● TASK
In the passage about Jack Dempsey below, rewrite the paragraph beginning "A capacity crowd of 15,000" as a short list that keeps its main facts.

First Million Dollar Gate

Appendix Thirty Two

New York Times 5th May 1918New York Times 5th May 1918

Exerpt from the book 'Gene Tunney' by John Jarrett

It wasn't all roses, however. In March 1920 Dempsey appeared in United States District Court in San Francisco to answer charges of draft evasion. His former wife, Maxine, had written a letter to a newspaper maintaining that Jack's claim to have supported her an members of his family in those final days of the war had been false; She had in fact been supporting Jack on her immoral earnings. The newspapers printed that celebrated photograph again, showing Jack in the shipyard, and allegations of 'slacker' were hung on him. The judge threw out the case and Dempsey was cleared of all charges, but the stigma followed him for some time.

Kearns reckoned it was time his champion got back to work and matched him with old opponent Billy Miske at Benton Harbour, Michigan. Miske was suffering from Bright's disease, which eventually took his life in January 1924, and Dempsey knew the $25,000 purse would help Billy and his family. That September day in 1920 the champion didn't know whether to carry Miske along or knock him out. The record shows Dempsey did what he did best : KO, round three! Three months later he had a tougher assignment facing another former victim, Bill Brennan, in the old Madison Square Garden.

A capacity crowd of 15,000 screamed themselves hoarse as Brennan staggered the champion with a terrific right uppercut in round two. By the fifth Dempsey was back in the fight and in the eighth a tremendous right hand nearly took Brennan's head off. In the tenth a booming right from Brennan ripped Dempsey's left ear almost from his head and Doc Kearns was having fits in the corner, yelling "You've gotta knock this bum out, Jack!" In round twelve the champion did just what the doctor ordered and flattened Brennan for the full count.

The press played up the slacker angle when Rickard matched Dempsey with French war hero Georges Carpentier in what would be boxing's first million-dollar gate at Jersey City in 1921. Carpentier was hardly a light-heavyweight, even if he did throw a straight right that was good enough to cream the best heavyweight in Europe. He jolted Dempsey with it in the second round but was knocked out two rounds later.

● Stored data
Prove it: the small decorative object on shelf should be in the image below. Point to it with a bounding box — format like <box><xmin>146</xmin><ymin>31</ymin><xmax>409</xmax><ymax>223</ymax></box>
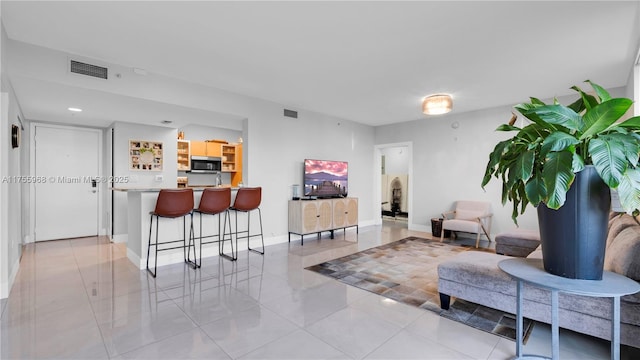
<box><xmin>291</xmin><ymin>184</ymin><xmax>300</xmax><ymax>200</ymax></box>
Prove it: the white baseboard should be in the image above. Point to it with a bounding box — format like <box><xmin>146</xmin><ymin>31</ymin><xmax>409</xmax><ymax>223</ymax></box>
<box><xmin>111</xmin><ymin>234</ymin><xmax>129</xmax><ymax>243</ymax></box>
<box><xmin>0</xmin><ymin>258</ymin><xmax>20</xmax><ymax>299</ymax></box>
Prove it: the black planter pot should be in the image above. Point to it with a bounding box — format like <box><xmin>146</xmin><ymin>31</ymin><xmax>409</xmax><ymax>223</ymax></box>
<box><xmin>538</xmin><ymin>166</ymin><xmax>611</xmax><ymax>280</ymax></box>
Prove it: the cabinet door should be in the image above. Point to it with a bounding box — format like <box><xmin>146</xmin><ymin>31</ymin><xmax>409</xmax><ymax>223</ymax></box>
<box><xmin>301</xmin><ymin>200</ymin><xmax>331</xmax><ymax>234</ymax></box>
<box><xmin>178</xmin><ymin>140</ymin><xmax>191</xmax><ymax>171</ymax></box>
<box><xmin>191</xmin><ymin>141</ymin><xmax>207</xmax><ymax>156</ymax></box>
<box><xmin>333</xmin><ymin>199</ymin><xmax>347</xmax><ymax>229</ymax></box>
<box><xmin>344</xmin><ymin>198</ymin><xmax>358</xmax><ymax>226</ymax></box>
<box><xmin>206</xmin><ymin>141</ymin><xmax>221</xmax><ymax>157</ymax></box>
<box><xmin>318</xmin><ymin>200</ymin><xmax>333</xmax><ymax>230</ymax></box>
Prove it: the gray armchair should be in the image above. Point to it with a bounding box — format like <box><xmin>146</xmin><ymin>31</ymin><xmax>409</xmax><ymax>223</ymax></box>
<box><xmin>440</xmin><ymin>200</ymin><xmax>493</xmax><ymax>247</ymax></box>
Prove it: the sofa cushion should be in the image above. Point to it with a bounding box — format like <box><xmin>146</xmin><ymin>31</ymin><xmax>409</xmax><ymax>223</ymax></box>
<box><xmin>605</xmin><ymin>213</ymin><xmax>640</xmax><ymax>249</ymax></box>
<box><xmin>438</xmin><ymin>251</ymin><xmax>515</xmax><ymax>294</ymax></box>
<box><xmin>604</xmin><ymin>226</ymin><xmax>640</xmax><ymax>281</ymax></box>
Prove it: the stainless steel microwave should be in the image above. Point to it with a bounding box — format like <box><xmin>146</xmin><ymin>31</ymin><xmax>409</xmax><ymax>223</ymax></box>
<box><xmin>191</xmin><ymin>156</ymin><xmax>222</xmax><ymax>174</ymax></box>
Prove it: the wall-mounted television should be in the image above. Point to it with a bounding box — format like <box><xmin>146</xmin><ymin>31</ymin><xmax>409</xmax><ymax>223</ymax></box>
<box><xmin>304</xmin><ymin>159</ymin><xmax>348</xmax><ymax>198</ymax></box>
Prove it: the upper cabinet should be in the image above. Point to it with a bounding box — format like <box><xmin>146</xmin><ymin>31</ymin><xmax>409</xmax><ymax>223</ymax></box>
<box><xmin>188</xmin><ymin>140</ymin><xmax>242</xmax><ymax>186</ymax></box>
<box><xmin>178</xmin><ymin>140</ymin><xmax>191</xmax><ymax>171</ymax></box>
<box><xmin>222</xmin><ymin>145</ymin><xmax>237</xmax><ymax>171</ymax></box>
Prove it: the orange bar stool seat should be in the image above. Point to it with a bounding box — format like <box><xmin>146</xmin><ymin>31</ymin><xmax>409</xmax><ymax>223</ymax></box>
<box><xmin>147</xmin><ymin>189</ymin><xmax>198</xmax><ymax>277</ymax></box>
<box><xmin>193</xmin><ymin>188</ymin><xmax>236</xmax><ymax>266</ymax></box>
<box><xmin>230</xmin><ymin>187</ymin><xmax>264</xmax><ymax>258</ymax></box>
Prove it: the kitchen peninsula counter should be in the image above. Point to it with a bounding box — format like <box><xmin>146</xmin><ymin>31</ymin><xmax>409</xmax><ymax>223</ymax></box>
<box><xmin>110</xmin><ymin>185</ymin><xmax>238</xmax><ymax>269</ymax></box>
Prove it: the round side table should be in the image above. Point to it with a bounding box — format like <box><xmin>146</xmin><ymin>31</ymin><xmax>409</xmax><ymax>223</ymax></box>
<box><xmin>498</xmin><ymin>258</ymin><xmax>640</xmax><ymax>360</ymax></box>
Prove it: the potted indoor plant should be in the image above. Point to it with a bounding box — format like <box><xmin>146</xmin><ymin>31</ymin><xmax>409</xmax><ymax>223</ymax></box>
<box><xmin>482</xmin><ymin>80</ymin><xmax>640</xmax><ymax>279</ymax></box>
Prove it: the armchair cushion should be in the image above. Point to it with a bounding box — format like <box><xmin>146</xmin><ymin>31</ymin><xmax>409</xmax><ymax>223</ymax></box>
<box><xmin>440</xmin><ymin>200</ymin><xmax>492</xmax><ymax>247</ymax></box>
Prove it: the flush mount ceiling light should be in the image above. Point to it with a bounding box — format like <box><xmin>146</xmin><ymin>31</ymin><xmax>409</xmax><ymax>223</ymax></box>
<box><xmin>422</xmin><ymin>94</ymin><xmax>453</xmax><ymax>115</ymax></box>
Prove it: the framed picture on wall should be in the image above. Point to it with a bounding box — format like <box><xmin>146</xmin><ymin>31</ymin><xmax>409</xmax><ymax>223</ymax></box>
<box><xmin>129</xmin><ymin>140</ymin><xmax>163</xmax><ymax>171</ymax></box>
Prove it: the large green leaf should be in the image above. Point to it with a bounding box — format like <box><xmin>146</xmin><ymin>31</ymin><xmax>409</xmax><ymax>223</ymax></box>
<box><xmin>542</xmin><ymin>151</ymin><xmax>575</xmax><ymax>210</ymax></box>
<box><xmin>616</xmin><ymin>168</ymin><xmax>640</xmax><ymax>213</ymax></box>
<box><xmin>571</xmin><ymin>152</ymin><xmax>584</xmax><ymax>173</ymax></box>
<box><xmin>580</xmin><ymin>99</ymin><xmax>633</xmax><ymax>140</ymax></box>
<box><xmin>496</xmin><ymin>124</ymin><xmax>521</xmax><ymax>131</ymax></box>
<box><xmin>589</xmin><ymin>135</ymin><xmax>628</xmax><ymax>188</ymax></box>
<box><xmin>617</xmin><ymin>116</ymin><xmax>640</xmax><ymax>131</ymax></box>
<box><xmin>525</xmin><ymin>177</ymin><xmax>547</xmax><ymax>206</ymax></box>
<box><xmin>523</xmin><ymin>105</ymin><xmax>583</xmax><ymax>131</ymax></box>
<box><xmin>540</xmin><ymin>132</ymin><xmax>580</xmax><ymax>156</ymax></box>
<box><xmin>513</xmin><ymin>150</ymin><xmax>536</xmax><ymax>182</ymax></box>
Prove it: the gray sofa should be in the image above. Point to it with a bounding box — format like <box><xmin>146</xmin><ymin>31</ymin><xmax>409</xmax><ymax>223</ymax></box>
<box><xmin>438</xmin><ymin>213</ymin><xmax>640</xmax><ymax>348</ymax></box>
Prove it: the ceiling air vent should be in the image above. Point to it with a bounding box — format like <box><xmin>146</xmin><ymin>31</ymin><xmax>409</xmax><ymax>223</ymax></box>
<box><xmin>284</xmin><ymin>109</ymin><xmax>298</xmax><ymax>119</ymax></box>
<box><xmin>71</xmin><ymin>60</ymin><xmax>108</xmax><ymax>80</ymax></box>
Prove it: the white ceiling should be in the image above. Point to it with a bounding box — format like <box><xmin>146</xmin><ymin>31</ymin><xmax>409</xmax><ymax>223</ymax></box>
<box><xmin>0</xmin><ymin>0</ymin><xmax>640</xmax><ymax>126</ymax></box>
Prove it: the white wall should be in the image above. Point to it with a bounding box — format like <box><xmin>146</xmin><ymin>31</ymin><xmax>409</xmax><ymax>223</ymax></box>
<box><xmin>380</xmin><ymin>146</ymin><xmax>409</xmax><ymax>174</ymax></box>
<box><xmin>178</xmin><ymin>124</ymin><xmax>242</xmax><ymax>142</ymax></box>
<box><xmin>0</xmin><ymin>19</ymin><xmax>24</xmax><ymax>298</ymax></box>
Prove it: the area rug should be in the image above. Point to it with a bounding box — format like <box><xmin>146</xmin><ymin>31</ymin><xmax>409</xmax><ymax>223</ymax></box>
<box><xmin>306</xmin><ymin>237</ymin><xmax>533</xmax><ymax>342</ymax></box>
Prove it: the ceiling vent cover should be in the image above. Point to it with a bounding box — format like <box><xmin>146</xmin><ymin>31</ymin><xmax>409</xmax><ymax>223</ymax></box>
<box><xmin>71</xmin><ymin>60</ymin><xmax>108</xmax><ymax>80</ymax></box>
<box><xmin>284</xmin><ymin>109</ymin><xmax>298</xmax><ymax>119</ymax></box>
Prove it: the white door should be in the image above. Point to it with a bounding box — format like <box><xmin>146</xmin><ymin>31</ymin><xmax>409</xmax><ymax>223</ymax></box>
<box><xmin>33</xmin><ymin>125</ymin><xmax>100</xmax><ymax>241</ymax></box>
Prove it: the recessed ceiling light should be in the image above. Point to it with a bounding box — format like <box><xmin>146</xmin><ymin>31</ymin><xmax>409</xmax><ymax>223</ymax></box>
<box><xmin>422</xmin><ymin>94</ymin><xmax>453</xmax><ymax>115</ymax></box>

● ANSWER TO THE PROBLEM
- A capacity crowd of 15,000 watched the fight.
- Round two: Brennan staggered Dempsey with a right uppercut.
- Round five: Dempsey was back in the fight.
- Round eight: a right hand from Dempsey nearly took Brennan's head off.
- Round ten: a right from Brennan nearly tore off Dempsey's left ear, and Doc Kearns yelled from the corner for Dempsey to knock Brennan out.
- Round twelve: Dempsey flattened Brennan for the full count.